[start of Entries shown]

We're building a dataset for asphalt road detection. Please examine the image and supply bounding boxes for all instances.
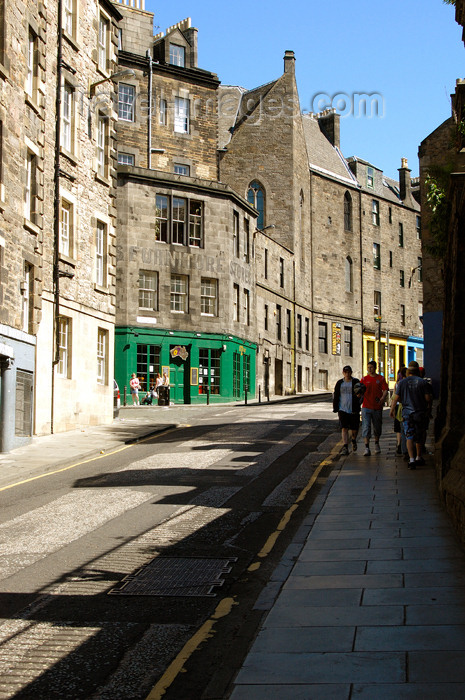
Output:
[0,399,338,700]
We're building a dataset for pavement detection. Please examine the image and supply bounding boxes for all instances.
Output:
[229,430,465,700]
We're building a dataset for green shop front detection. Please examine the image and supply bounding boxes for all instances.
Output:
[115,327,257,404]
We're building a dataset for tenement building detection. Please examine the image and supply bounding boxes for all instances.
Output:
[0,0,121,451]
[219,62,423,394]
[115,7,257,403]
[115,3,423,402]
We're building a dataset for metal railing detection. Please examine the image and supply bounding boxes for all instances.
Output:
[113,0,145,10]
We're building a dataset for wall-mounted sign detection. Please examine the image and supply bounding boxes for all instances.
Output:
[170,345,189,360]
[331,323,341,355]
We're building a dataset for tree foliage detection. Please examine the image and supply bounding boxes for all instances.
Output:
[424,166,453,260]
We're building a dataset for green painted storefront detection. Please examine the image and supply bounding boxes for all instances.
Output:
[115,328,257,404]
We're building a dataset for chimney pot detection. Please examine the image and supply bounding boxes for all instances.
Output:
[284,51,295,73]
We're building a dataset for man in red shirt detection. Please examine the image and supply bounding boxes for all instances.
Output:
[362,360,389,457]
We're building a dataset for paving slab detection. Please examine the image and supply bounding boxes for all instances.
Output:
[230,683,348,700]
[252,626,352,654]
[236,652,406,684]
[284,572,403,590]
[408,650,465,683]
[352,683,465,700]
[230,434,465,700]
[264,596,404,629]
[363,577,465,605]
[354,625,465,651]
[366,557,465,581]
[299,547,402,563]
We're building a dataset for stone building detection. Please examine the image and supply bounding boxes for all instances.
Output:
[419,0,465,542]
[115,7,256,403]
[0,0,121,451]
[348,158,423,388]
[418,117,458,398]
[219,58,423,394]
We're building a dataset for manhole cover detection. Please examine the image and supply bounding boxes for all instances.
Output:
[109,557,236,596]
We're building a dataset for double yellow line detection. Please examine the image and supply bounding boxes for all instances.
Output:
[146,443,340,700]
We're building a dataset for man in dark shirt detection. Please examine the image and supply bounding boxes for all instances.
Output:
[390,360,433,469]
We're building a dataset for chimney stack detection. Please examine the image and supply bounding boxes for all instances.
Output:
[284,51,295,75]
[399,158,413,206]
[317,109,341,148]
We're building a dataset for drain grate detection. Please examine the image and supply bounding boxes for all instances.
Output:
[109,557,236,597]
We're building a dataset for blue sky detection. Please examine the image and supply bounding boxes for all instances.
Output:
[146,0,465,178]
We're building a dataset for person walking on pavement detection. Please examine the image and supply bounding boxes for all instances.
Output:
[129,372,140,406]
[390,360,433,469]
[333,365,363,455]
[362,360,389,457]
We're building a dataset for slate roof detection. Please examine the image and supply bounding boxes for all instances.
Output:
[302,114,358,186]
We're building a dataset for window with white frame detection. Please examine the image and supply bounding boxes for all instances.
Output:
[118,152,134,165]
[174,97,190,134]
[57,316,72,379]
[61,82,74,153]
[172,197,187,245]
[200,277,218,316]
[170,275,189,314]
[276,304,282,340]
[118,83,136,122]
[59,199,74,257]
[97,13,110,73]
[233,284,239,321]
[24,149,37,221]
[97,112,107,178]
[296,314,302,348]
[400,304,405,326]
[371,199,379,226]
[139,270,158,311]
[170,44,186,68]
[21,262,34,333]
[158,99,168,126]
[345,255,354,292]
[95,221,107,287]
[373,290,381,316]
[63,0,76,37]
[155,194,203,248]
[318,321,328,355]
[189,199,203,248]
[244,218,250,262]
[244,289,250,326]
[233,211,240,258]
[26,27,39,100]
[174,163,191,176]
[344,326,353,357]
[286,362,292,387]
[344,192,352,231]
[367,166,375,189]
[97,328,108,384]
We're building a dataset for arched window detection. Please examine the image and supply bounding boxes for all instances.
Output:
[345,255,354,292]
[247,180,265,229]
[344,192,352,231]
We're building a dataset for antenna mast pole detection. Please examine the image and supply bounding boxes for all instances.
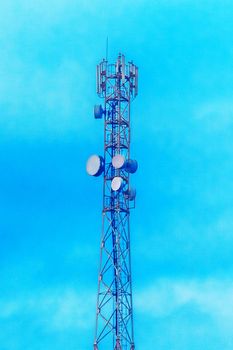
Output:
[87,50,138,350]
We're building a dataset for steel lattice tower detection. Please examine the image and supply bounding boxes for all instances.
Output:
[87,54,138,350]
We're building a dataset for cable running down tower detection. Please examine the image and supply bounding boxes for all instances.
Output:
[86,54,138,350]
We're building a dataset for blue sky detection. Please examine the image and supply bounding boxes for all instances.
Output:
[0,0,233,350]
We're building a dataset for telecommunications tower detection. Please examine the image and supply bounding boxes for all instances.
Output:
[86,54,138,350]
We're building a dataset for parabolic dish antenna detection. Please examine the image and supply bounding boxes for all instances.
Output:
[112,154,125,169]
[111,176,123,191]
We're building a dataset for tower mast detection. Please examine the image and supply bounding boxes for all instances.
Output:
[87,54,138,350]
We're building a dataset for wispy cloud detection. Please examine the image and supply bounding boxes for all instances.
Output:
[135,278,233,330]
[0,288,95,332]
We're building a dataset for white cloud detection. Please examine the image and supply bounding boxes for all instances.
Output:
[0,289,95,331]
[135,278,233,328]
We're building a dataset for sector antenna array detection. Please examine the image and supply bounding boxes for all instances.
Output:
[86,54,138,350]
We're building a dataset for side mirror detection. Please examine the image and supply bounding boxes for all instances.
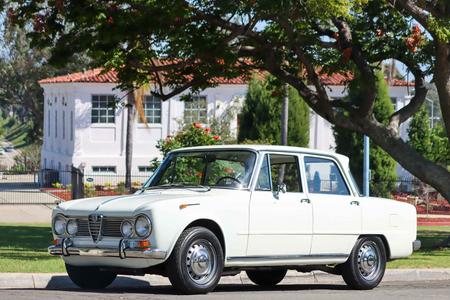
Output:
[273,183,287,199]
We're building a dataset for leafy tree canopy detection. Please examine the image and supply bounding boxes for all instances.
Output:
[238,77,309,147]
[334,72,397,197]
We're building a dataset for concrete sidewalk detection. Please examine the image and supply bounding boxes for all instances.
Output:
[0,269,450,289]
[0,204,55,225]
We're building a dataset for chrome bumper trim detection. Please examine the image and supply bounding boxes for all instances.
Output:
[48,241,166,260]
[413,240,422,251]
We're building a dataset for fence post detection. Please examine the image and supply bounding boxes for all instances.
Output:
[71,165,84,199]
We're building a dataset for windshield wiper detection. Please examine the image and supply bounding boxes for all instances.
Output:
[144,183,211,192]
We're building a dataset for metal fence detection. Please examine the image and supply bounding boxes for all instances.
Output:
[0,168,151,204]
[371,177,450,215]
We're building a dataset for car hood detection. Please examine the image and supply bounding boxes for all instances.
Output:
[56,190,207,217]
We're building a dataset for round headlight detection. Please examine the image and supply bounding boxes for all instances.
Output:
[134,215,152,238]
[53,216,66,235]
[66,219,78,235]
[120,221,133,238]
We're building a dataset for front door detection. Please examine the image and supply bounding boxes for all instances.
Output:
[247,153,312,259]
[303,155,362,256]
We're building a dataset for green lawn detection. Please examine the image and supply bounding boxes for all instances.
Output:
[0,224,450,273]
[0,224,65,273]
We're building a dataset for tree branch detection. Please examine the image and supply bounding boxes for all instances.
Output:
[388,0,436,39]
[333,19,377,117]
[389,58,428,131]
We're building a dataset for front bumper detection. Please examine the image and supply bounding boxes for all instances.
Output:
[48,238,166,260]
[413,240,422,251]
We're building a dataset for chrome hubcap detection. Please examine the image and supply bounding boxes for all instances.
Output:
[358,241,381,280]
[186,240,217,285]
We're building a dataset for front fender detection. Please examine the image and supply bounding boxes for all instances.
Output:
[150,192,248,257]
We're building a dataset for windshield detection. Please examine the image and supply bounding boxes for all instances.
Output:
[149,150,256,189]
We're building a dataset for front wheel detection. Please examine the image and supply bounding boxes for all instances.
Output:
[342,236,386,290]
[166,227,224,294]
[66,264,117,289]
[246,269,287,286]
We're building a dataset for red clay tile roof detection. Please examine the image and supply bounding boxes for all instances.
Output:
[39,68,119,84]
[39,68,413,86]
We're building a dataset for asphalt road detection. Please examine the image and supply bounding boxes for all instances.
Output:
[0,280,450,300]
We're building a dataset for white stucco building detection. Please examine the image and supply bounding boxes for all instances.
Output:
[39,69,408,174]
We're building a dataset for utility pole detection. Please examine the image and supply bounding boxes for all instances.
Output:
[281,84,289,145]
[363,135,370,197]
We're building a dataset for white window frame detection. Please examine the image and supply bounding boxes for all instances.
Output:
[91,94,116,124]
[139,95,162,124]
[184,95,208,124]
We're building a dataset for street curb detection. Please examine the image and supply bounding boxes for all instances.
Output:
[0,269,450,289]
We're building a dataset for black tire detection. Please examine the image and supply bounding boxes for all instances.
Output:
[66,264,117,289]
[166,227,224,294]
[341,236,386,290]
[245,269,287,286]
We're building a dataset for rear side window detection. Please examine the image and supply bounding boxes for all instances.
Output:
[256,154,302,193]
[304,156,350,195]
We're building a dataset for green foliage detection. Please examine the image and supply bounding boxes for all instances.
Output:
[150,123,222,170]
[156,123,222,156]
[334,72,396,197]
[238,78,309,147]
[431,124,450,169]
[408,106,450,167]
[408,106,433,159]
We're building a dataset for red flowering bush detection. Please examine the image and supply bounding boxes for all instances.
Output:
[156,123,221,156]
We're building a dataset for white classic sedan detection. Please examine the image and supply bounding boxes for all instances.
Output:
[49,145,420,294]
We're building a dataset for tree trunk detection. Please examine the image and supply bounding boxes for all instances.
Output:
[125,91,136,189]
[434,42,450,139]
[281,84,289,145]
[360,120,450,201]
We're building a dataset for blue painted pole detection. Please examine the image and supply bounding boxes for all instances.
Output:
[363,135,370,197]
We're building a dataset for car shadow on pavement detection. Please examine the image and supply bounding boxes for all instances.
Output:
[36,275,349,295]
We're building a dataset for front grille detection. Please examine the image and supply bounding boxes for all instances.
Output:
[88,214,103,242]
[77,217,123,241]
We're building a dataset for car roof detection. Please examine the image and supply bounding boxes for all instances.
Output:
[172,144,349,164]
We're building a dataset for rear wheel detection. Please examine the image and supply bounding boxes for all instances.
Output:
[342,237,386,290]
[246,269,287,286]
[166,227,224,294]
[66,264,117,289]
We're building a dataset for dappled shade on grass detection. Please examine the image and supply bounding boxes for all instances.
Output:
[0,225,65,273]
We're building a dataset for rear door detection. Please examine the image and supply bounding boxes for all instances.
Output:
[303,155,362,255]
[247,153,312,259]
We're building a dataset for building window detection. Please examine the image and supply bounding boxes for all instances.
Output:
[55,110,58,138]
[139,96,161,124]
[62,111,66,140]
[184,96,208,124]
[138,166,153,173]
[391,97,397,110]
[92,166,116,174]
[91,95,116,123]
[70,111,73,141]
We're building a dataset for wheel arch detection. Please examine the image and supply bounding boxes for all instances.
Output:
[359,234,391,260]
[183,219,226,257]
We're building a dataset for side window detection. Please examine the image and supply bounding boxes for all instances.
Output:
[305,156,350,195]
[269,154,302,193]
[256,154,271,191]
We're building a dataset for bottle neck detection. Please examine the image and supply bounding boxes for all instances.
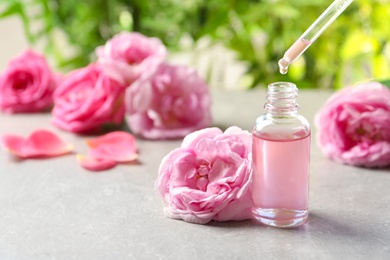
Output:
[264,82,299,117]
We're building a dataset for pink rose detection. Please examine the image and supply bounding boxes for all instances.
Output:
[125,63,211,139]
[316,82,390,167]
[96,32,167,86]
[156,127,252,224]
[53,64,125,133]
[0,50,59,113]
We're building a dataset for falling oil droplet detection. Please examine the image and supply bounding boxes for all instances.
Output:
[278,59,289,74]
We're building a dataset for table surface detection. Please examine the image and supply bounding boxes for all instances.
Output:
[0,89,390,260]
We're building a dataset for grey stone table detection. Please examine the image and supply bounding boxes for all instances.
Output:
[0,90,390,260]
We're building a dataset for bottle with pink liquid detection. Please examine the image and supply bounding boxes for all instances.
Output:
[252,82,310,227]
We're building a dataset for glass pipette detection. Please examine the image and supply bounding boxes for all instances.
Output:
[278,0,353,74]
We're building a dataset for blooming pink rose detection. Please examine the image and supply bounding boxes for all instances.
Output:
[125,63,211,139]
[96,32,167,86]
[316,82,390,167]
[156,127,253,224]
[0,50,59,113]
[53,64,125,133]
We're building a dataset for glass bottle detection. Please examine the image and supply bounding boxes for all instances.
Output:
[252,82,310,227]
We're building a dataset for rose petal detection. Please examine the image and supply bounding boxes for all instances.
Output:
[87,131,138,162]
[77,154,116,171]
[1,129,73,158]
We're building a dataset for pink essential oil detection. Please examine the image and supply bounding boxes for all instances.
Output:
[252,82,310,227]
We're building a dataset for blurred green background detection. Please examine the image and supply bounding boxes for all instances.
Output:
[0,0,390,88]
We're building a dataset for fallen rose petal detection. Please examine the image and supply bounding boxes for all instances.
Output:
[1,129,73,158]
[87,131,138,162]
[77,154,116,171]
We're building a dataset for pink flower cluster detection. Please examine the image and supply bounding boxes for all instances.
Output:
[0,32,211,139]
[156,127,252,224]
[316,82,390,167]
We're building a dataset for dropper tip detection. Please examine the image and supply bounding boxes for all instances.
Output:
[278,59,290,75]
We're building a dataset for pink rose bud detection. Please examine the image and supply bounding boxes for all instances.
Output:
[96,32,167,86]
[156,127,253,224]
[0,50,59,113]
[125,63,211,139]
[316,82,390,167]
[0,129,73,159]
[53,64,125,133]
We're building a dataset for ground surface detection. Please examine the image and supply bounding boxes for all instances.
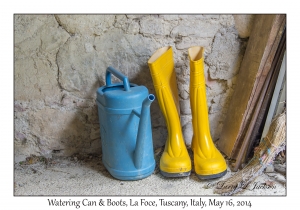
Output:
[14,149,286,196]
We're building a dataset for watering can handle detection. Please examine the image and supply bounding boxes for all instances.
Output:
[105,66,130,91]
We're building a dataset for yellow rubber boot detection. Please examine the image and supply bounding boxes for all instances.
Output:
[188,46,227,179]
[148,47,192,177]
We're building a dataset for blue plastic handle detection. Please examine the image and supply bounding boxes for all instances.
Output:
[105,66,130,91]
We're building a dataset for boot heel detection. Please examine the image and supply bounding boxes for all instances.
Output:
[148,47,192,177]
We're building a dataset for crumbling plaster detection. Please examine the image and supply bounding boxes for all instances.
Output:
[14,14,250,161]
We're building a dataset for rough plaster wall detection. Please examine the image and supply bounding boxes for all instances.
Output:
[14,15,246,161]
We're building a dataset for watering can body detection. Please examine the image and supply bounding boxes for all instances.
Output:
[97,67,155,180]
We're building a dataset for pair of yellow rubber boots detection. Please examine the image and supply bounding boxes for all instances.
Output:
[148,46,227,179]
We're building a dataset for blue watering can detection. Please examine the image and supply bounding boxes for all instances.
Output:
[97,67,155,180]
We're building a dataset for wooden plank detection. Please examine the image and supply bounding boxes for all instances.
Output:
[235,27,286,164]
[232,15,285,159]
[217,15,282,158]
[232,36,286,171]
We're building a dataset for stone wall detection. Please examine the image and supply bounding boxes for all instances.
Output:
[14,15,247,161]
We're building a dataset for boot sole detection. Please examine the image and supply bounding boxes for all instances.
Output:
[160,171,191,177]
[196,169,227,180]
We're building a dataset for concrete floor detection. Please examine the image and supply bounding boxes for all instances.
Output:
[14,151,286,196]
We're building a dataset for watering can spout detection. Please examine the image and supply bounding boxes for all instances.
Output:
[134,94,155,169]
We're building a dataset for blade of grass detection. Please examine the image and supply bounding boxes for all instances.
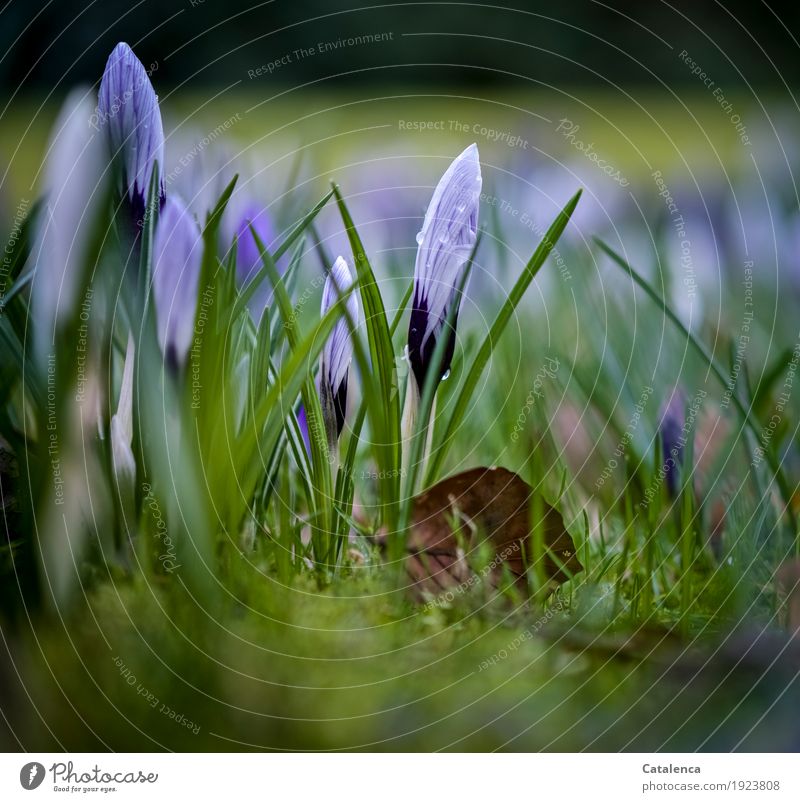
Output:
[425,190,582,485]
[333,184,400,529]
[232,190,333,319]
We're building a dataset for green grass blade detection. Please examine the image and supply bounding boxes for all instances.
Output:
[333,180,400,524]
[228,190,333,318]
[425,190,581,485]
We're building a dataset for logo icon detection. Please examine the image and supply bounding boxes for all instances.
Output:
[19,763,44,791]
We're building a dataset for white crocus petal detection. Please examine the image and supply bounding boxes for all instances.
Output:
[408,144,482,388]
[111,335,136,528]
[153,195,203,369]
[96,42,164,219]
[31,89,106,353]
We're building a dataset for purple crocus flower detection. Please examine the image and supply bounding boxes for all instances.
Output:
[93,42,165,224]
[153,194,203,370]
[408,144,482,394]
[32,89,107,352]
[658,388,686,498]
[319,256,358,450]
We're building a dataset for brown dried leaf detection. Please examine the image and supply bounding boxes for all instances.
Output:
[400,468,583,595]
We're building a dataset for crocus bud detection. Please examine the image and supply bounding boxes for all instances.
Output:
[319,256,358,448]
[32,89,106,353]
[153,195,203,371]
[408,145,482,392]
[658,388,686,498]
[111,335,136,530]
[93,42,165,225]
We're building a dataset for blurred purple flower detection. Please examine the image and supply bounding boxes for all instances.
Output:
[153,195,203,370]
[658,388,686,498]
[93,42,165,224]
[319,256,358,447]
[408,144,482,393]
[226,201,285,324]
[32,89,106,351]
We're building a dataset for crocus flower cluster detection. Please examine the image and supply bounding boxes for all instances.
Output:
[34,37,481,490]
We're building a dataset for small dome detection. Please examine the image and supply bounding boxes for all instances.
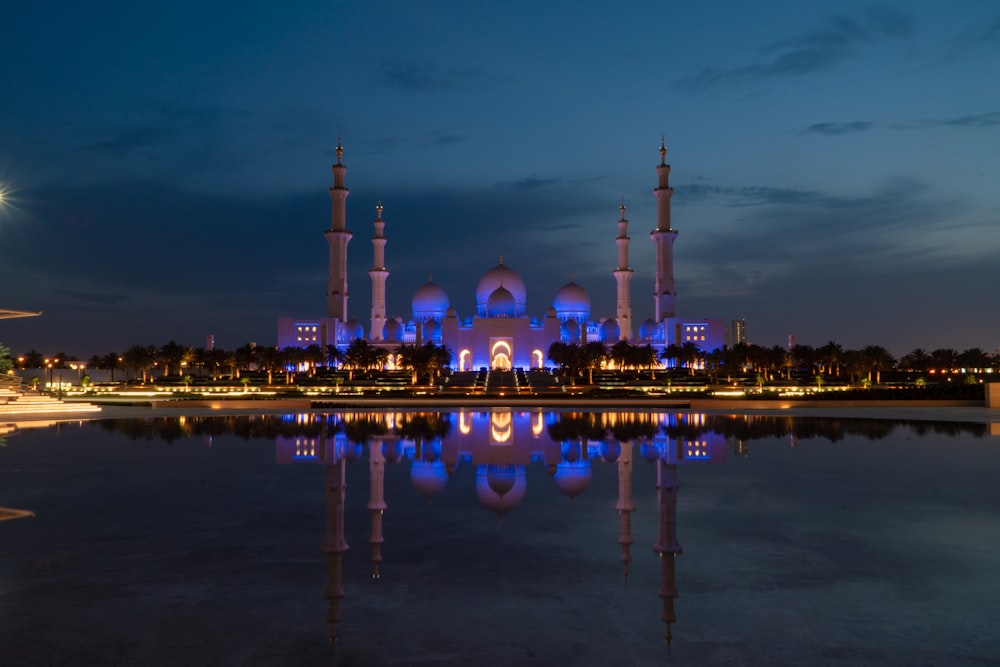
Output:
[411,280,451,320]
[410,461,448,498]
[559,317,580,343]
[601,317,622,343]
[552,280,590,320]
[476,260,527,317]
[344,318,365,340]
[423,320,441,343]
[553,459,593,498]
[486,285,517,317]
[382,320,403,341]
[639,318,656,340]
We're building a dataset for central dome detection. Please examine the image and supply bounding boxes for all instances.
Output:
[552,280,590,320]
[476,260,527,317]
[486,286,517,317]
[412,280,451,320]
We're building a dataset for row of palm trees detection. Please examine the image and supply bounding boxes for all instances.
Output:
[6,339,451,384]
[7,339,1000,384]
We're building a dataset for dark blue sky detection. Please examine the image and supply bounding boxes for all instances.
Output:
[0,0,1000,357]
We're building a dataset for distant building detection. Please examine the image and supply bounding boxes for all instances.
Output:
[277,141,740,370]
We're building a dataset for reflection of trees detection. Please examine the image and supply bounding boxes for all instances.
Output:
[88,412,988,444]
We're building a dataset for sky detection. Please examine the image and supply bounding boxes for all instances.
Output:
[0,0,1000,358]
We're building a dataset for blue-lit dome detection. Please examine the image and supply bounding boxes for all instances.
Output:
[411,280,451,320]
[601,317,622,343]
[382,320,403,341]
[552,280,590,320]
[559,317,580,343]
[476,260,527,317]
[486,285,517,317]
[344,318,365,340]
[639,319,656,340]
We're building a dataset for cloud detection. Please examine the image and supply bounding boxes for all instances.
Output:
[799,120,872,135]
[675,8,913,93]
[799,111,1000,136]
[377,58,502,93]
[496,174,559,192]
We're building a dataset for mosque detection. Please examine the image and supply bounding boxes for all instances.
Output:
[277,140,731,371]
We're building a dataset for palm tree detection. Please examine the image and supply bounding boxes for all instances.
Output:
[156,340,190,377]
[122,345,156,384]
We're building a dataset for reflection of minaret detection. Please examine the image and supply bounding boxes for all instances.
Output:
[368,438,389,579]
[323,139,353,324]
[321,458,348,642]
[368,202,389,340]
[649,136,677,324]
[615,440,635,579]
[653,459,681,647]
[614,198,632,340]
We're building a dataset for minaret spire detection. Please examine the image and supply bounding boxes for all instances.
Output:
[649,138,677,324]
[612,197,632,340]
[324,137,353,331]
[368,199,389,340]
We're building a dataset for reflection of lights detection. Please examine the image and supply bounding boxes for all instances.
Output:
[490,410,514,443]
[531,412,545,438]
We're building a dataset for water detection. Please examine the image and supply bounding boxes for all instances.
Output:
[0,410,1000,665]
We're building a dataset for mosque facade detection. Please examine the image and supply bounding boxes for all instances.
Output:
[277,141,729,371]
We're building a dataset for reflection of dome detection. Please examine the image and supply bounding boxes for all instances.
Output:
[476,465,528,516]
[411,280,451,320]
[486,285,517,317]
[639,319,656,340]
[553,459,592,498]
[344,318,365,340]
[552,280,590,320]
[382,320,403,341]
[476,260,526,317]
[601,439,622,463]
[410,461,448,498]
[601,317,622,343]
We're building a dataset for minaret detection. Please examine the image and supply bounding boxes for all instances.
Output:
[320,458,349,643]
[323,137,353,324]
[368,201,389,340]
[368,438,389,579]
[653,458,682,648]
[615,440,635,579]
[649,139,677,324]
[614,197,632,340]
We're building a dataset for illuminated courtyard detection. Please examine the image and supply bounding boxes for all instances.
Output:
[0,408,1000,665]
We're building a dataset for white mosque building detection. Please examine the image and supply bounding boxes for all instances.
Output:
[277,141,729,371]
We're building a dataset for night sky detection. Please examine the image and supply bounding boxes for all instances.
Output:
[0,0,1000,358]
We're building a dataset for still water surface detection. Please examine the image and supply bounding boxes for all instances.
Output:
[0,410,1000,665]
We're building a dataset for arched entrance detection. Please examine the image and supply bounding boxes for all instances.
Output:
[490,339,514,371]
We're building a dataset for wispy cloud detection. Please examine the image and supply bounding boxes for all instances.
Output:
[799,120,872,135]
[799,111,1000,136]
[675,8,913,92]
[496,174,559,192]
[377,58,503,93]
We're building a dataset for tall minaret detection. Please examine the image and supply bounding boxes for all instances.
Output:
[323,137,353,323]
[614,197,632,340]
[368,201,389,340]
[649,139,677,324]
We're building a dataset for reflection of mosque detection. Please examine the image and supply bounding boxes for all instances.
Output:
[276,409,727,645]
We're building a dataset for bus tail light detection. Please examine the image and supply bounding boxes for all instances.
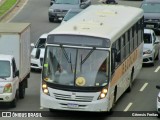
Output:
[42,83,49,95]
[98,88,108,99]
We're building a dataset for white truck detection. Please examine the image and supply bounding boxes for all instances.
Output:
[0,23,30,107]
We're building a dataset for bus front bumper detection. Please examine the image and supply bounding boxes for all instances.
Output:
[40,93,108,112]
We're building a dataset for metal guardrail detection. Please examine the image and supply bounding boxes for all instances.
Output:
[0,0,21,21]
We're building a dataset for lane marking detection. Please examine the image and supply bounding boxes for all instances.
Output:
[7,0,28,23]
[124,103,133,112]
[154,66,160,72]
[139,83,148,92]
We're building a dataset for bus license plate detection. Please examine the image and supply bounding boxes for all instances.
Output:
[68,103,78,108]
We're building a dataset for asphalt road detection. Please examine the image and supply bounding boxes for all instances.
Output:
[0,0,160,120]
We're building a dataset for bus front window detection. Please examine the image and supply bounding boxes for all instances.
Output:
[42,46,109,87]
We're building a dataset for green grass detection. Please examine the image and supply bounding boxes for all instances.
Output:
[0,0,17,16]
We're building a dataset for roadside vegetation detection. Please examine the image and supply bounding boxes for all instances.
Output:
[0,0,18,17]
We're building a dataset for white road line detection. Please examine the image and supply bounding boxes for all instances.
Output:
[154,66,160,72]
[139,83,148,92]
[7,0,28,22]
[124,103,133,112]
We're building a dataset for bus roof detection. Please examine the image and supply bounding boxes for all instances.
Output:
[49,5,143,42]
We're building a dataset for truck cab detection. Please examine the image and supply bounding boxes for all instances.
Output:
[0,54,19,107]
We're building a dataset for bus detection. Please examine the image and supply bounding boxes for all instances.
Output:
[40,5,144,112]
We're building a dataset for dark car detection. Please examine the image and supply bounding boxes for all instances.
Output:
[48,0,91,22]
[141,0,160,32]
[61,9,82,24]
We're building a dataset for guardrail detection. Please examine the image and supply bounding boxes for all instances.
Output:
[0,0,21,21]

[end of Entries shown]

What is asked
Please reproduce, word for word, the stretch from the start of the material through the line containing "[115,327,257,404]", with both of those lines included and the pictures left out.

Correct result
We're building a dataset for asphalt road detection. Please examine the image and supply bounding boxes for all instances.
Output:
[0,399,338,700]
We're building a dataset for pavement detection. Please examine the image and supply bounding boxes for all instances.
Output:
[229,430,465,700]
We're building a dataset for green shop front detection. Please examine the image and supply bounding boxes for all instances.
Output:
[115,327,257,404]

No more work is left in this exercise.